■ **Your assignment**
Please repeat the entries exactly as they appear and omit any images.

■ **Input records**
==============================

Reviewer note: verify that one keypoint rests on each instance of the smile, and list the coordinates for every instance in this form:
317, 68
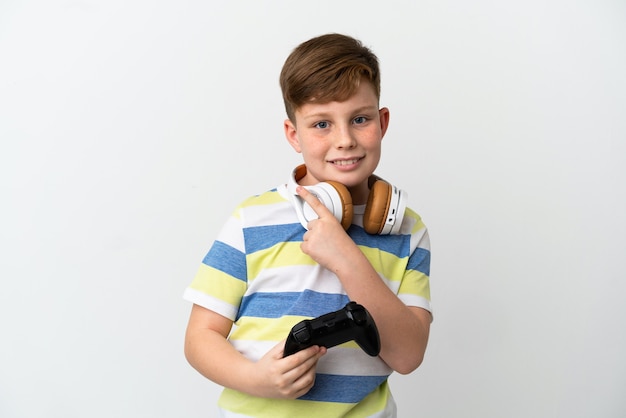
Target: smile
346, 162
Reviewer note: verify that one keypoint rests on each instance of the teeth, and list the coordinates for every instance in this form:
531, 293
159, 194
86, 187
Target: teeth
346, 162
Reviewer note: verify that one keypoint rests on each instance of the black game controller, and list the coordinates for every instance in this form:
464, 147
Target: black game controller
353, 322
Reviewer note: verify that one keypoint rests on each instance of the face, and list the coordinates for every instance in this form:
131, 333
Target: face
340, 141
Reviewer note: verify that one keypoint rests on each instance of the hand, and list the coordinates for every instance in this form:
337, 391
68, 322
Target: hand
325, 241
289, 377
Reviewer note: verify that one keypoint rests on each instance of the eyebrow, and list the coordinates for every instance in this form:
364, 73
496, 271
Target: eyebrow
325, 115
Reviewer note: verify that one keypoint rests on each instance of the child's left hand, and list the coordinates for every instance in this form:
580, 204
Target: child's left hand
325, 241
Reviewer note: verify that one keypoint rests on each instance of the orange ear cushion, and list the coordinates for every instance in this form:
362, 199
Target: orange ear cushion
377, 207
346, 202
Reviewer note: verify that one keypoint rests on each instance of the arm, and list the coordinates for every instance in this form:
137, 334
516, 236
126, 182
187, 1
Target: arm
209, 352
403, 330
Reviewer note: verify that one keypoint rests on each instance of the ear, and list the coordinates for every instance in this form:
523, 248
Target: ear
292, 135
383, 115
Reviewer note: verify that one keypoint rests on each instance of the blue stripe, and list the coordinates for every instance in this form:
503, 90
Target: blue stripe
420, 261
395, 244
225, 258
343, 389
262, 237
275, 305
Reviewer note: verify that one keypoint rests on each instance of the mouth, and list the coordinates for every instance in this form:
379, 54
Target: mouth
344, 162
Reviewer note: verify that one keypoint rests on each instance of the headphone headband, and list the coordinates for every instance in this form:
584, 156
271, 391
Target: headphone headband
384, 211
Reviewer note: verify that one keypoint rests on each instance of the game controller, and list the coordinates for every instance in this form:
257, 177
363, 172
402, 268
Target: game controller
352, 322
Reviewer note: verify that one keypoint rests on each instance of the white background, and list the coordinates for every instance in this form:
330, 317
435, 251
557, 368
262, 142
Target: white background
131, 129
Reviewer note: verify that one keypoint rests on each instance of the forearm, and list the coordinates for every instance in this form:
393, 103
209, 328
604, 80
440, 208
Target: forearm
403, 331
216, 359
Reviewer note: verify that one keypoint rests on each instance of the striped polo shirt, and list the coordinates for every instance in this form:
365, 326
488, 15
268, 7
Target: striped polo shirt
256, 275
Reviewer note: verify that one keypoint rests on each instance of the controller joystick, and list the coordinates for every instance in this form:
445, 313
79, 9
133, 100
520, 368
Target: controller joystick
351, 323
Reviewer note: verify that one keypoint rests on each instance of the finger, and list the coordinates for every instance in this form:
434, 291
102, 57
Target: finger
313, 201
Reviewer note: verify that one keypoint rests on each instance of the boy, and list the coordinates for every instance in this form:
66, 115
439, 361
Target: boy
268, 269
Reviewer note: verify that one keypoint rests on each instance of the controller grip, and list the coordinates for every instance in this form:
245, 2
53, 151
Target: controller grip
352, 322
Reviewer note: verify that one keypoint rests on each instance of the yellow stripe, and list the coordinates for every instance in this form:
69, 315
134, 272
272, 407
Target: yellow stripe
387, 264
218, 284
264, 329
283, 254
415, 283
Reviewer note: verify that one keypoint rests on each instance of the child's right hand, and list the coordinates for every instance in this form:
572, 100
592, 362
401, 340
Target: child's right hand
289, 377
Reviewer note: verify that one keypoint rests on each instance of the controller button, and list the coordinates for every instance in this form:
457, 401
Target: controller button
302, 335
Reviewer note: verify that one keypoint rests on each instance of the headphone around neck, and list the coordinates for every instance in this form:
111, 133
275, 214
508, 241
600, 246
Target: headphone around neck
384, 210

==============================

■ **Exercise solution**
Reviewer note: verify that one keypoint rests on each instance of the smile, and list the coordinates for every instance in this form:
317, 68
Target: smile
346, 162
Reviewer note: verify that one keypoint rests on each instance of the teeth, and list the coordinates for every instance in this form:
531, 293
159, 194
86, 187
Target: teeth
346, 162
Reviewer note: verify that one keypoint rests on each instance of the black game controller, and list the coordinates for every instance in this form:
464, 147
Target: black game controller
353, 322
Reviewer note: verify that one keypoint rests on each instance of the face, and list the coordinates for every instance in this form:
131, 333
Target: face
340, 141
Reviewer note: verify that one keypoint rests on each instance of the hand, and list the coordinates for every instance in this form:
337, 391
68, 322
Target: hand
325, 241
289, 377
Reviewer note: verify that one keypoint rests on each instance of the eyebrow, and list the coordinates for every instance in this form:
364, 73
496, 271
Target: eyebrow
325, 115
Reviewer note: verify that one keypoint rests on each instance of the child's left hand, and list the coordinates for every instance in this form:
580, 204
Target: child's left hand
325, 241
Reviewer note: verify that one keypoint rests on each instance of the orange ear cushion, and list the coordinates for every instance in this form:
362, 199
Target: orange ear cushion
377, 207
346, 202
Reviewer note: verify that one keypoint rests on each instance of the arm, and list the coordinates for every instance in this form:
137, 334
516, 236
126, 182
187, 1
Target: arm
209, 352
403, 330
Reviewer note: verify that one keypoint rests on each instance of the ear, and list the coordinates for every instance in this form:
523, 248
Target: ear
292, 135
383, 115
Reviewer note: verify that one keypoint rests on each instance of the blue stripe, and list the coordinates for every instance in this form:
503, 90
Target: blue stripe
420, 261
395, 244
225, 258
343, 389
262, 237
275, 305
Reviewer note: verify that one keypoint rests on each instance of the mouth, and list the coordinates for every instance in this form:
379, 54
Target: mouth
344, 162
Reviewer note: verify that one keypoint rests on each instance of the headphone headband, and list the coordinates for every instance in this form:
584, 156
271, 391
Target: headphone headband
384, 211
Reviewer note: verify that one keypoint rests on each instance of the game controller, and list the coordinates for every instance in this form:
257, 177
363, 172
402, 268
Target: game controller
352, 322
Reviewer note: verify that one keypoint rests on each instance of the white background, and list the coordinates for every instance in this form:
330, 317
435, 251
557, 368
262, 142
Target: white background
131, 129
Reviewer note: verify that one keypoint rests on each instance of the forearm, and list the coordinates for every instance in this form:
393, 103
209, 328
604, 80
440, 208
Target: forearm
403, 331
216, 359
Reviewer note: verify that one keypoint rests on each instance of the striped polo shirt, and list the coordinates for every instance in this form:
365, 326
488, 15
268, 7
Target: striped polo shirt
256, 275
Reviewer note: verify that one keypoint rests on each instance of the controller joystick, and list the coordinates for every instance in this form:
445, 313
79, 9
133, 100
520, 368
Target: controller joystick
351, 323
Reviewer note: verify that one keypoint rests on each instance of the finger, and list the coordinates for every instance in this form:
434, 291
102, 57
Target: finger
313, 201
Reviewer note: verify that one keypoint rests on each instance of the boy, and list the coordinates for every instance in this form:
66, 115
439, 361
Target: boy
268, 269
Reviewer note: verify that one keypoint rests on each instance of the controller grip, and list the coordinates for every instance in this form:
245, 2
53, 151
Target: controller grip
352, 322
Reviewer note: verify that one keypoint rests on each instance of the yellow stripe, and list the coordinates for every instance in this form:
69, 315
134, 272
272, 407
Target: yellow stripe
387, 264
218, 284
264, 329
283, 254
415, 283
Reviewer note: verify that one keypoint rests on each instance of the child's right hand, and list the coordinates for every instance in this form:
572, 100
592, 362
401, 340
Target: child's right hand
289, 377
Reviewer note: verify that one keypoint rests on each instance of the controller button, and list the coordinates for every instance in this form:
457, 401
Target: controller button
302, 335
Reviewer note: verify that one keypoint rests on each instance of the headphone around neck, and list the coordinates for every instance in this form:
111, 133
275, 214
508, 241
600, 246
Target: headphone around neck
384, 210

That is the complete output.